■ **Extract to read**
Content starts
President Obama Just Created The Largest Protected Area On The Planet

President Obama has been on a roll lately, conserving land and sea. Today he dropped another massive expansion of the National Parks and Monuments on the world, quadrupling the size of the Papahānaumokuākea Marine National Monument. The monument’s expansion will put 582,578 square miles of land and sea under federal protection — a huge win for conservation and scientific research.

Papahānaumokuākea is a large archipelago commonly referred to as the Northwestern Hawaiian Islands. The atolls and islands stretch into the deep blue Pacific for over 1,200 miles. That’s basically from Austin to Los Angeles for comparison’s sake. President Theodore Roosevelt was the first to recognize the area needed protecting in 1909 by creating a bird reservation. Nearly a century later, in 2006, President George W. Bush made it an official national monument.


The archipelago is one of the most biologically diverse place on the planet. One of the most extraordinary specimens living in the area is a black coral — thought to be 4,500 years old. The area is also home to one of the largest seamounts (underwater mountains) discovered, as tall as Mount Rainer in Washington State (14,000 feet high). The isles are home to 14 million birds, Hawaiian monk seals, and Hawaiian green sea turtles. If none of that floats your boat, the archipelago also includes Midway Island, where the infamous WWII battle was fought and the USS Yorktown was sunk.

Making this much land and sea a national monument means all commercial mining and fishing activities will be ceased in the area (the Feds say this will only decrease commercial fishing hauls by five percent, as they mostly fish in international waters anyway). We’ll still be allowed to recreationally fish, and native Hawaiians will maintain traditional access to the area, as will scientist for research purposes. This means that 60 percent of the federal waters off Hawaii are now closed to commercial fishing. Which should bring some much needed relief to our oceans’ already over-fished waters.
Content ends
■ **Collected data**
Content starts
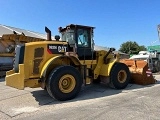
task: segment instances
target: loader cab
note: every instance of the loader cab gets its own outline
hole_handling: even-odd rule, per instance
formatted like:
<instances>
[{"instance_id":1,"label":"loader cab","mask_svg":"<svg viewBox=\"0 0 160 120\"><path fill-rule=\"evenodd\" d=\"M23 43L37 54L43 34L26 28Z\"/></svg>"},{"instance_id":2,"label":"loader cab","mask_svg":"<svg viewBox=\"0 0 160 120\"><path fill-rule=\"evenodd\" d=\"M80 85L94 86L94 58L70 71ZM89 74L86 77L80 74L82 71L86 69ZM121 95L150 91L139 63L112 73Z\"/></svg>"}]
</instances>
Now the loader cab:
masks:
<instances>
[{"instance_id":1,"label":"loader cab","mask_svg":"<svg viewBox=\"0 0 160 120\"><path fill-rule=\"evenodd\" d=\"M68 25L66 28L59 28L62 34L62 41L68 42L69 52L76 52L80 60L95 59L94 27L82 25Z\"/></svg>"}]
</instances>

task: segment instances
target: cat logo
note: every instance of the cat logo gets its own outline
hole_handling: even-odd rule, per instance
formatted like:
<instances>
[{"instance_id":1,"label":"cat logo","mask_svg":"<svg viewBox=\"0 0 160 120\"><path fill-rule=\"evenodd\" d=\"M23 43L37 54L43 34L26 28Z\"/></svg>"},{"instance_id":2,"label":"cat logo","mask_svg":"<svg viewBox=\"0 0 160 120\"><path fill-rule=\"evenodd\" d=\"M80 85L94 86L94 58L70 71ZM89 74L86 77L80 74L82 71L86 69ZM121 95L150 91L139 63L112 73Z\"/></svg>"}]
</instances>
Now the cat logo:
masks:
<instances>
[{"instance_id":1,"label":"cat logo","mask_svg":"<svg viewBox=\"0 0 160 120\"><path fill-rule=\"evenodd\" d=\"M67 47L66 46L58 46L58 52L66 52Z\"/></svg>"}]
</instances>

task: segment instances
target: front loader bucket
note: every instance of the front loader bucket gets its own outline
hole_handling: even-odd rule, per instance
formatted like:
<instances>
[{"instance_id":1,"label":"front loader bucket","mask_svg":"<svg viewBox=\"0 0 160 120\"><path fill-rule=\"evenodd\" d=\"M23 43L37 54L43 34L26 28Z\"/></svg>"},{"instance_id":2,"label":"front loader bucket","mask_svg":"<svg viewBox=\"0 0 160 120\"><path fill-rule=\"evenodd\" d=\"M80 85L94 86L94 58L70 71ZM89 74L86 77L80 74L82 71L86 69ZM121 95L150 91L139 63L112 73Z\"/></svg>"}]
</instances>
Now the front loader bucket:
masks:
<instances>
[{"instance_id":1,"label":"front loader bucket","mask_svg":"<svg viewBox=\"0 0 160 120\"><path fill-rule=\"evenodd\" d=\"M139 85L149 85L156 82L146 61L124 59L120 62L126 64L129 67L132 83Z\"/></svg>"}]
</instances>

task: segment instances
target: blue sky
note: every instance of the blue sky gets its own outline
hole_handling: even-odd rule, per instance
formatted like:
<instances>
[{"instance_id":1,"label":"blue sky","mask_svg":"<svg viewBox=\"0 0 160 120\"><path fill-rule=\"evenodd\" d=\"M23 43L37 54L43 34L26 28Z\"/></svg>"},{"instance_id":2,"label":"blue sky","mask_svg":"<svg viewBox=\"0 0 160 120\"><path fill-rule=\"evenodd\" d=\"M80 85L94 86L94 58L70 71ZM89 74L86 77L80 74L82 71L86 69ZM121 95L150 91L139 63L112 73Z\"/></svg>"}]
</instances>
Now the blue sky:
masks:
<instances>
[{"instance_id":1,"label":"blue sky","mask_svg":"<svg viewBox=\"0 0 160 120\"><path fill-rule=\"evenodd\" d=\"M0 24L59 34L58 27L96 27L96 45L115 47L126 41L151 45L158 40L160 0L0 0ZM156 42L155 44L160 44Z\"/></svg>"}]
</instances>

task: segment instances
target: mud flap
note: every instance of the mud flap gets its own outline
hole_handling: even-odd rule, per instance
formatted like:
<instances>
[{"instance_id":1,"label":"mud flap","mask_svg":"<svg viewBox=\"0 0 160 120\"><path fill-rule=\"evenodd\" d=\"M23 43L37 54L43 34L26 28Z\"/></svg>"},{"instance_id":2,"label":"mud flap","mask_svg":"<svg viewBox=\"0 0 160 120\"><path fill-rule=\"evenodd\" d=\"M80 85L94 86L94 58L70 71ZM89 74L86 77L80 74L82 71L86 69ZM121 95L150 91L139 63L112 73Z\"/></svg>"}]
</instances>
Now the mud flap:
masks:
<instances>
[{"instance_id":1,"label":"mud flap","mask_svg":"<svg viewBox=\"0 0 160 120\"><path fill-rule=\"evenodd\" d=\"M24 65L19 65L19 72L15 73L14 70L6 72L5 84L20 90L24 89Z\"/></svg>"},{"instance_id":2,"label":"mud flap","mask_svg":"<svg viewBox=\"0 0 160 120\"><path fill-rule=\"evenodd\" d=\"M156 82L146 61L124 59L120 62L126 64L129 67L132 83L139 85L149 85Z\"/></svg>"}]
</instances>

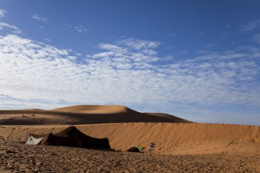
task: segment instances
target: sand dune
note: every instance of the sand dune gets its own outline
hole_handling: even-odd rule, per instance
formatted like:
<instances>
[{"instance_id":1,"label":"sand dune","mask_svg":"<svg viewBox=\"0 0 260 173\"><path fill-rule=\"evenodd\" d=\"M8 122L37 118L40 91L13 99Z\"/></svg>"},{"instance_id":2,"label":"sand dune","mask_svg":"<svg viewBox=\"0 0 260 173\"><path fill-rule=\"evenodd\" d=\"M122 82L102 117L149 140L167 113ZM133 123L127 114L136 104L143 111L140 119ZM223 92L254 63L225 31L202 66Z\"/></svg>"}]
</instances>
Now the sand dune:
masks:
<instances>
[{"instance_id":1,"label":"sand dune","mask_svg":"<svg viewBox=\"0 0 260 173\"><path fill-rule=\"evenodd\" d=\"M260 172L260 127L185 122L191 122L167 114L140 113L119 105L2 110L0 172L1 165L17 172L29 172L32 168L43 172L46 169L57 172L90 169L96 172L107 170ZM29 133L57 133L70 124L76 124L90 136L107 137L110 146L117 150L144 146L144 155L21 143ZM151 142L156 144L152 152L148 151ZM31 155L32 151L35 154Z\"/></svg>"},{"instance_id":2,"label":"sand dune","mask_svg":"<svg viewBox=\"0 0 260 173\"><path fill-rule=\"evenodd\" d=\"M143 114L120 105L79 105L52 110L1 110L0 124L88 124L118 122L192 122L169 114Z\"/></svg>"}]
</instances>

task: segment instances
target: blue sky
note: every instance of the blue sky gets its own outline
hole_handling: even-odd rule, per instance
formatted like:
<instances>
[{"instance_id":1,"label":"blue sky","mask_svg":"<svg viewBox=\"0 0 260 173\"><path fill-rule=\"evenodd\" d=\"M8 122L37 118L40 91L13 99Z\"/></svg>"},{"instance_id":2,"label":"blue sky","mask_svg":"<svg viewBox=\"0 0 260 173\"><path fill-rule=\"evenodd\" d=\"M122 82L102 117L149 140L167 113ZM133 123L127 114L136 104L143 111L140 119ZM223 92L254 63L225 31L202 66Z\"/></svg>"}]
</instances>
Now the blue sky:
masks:
<instances>
[{"instance_id":1,"label":"blue sky","mask_svg":"<svg viewBox=\"0 0 260 173\"><path fill-rule=\"evenodd\" d=\"M124 105L260 124L259 1L1 1L0 109Z\"/></svg>"}]
</instances>

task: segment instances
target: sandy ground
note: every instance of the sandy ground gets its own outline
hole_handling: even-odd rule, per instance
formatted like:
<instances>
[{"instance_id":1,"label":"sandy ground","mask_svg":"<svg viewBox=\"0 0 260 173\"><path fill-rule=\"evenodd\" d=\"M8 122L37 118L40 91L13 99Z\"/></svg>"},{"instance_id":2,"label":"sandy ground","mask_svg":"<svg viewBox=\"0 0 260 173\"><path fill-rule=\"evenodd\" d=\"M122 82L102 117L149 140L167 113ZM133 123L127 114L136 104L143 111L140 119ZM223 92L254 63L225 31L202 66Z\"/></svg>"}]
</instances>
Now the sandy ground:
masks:
<instances>
[{"instance_id":1,"label":"sandy ground","mask_svg":"<svg viewBox=\"0 0 260 173\"><path fill-rule=\"evenodd\" d=\"M12 172L260 172L259 151L174 155L1 141L0 165Z\"/></svg>"},{"instance_id":2,"label":"sandy ground","mask_svg":"<svg viewBox=\"0 0 260 173\"><path fill-rule=\"evenodd\" d=\"M0 172L260 172L259 126L190 122L123 106L0 110ZM114 150L24 144L70 124Z\"/></svg>"}]
</instances>

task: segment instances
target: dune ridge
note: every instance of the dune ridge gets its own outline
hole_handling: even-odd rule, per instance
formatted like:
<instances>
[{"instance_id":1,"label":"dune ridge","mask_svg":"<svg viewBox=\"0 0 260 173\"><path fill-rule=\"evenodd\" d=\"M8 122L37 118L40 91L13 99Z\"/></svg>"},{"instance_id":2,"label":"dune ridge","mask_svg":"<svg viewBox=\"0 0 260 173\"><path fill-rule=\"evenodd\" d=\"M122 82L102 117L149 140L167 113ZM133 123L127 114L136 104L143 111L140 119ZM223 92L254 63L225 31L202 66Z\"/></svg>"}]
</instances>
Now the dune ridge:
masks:
<instances>
[{"instance_id":1,"label":"dune ridge","mask_svg":"<svg viewBox=\"0 0 260 173\"><path fill-rule=\"evenodd\" d=\"M0 110L0 124L89 124L118 122L192 122L169 114L144 114L121 105L78 105L51 110Z\"/></svg>"}]
</instances>

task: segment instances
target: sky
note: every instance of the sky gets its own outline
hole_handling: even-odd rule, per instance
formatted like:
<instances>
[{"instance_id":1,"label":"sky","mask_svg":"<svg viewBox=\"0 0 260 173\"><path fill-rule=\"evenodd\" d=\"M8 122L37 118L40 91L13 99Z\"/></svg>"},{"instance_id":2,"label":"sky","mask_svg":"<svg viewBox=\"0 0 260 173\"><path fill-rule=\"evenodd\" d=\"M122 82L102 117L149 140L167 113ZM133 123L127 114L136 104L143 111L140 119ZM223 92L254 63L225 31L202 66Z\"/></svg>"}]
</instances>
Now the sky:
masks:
Content ends
■ **Activity list**
- A) Answer these questions from the article on the Papahānaumokuākea expansion:
(i) How many square miles of land and sea will the expanded monument put under federal protection?
(ii) Which president first recognized that the area needed protecting, and what did he create?
(iii) What percentage of the federal waters off Hawaii are now closed to commercial fishing?
- B) In the article on the Papahānaumokuākea expansion, why do federal officials expect the ban on commercial fishing to reduce commercial fishing hauls by only five percent?

■ **Results of the tasks**
- A)
(i) 582,578 square miles.
(ii) President Theodore Roosevelt, who created a bird reservation in 1909.
(iii) 60 percent.

- B) Commercial fishing operations mostly fish in international waters anyway. Closing the monument area therefore affects only a small share of their catch.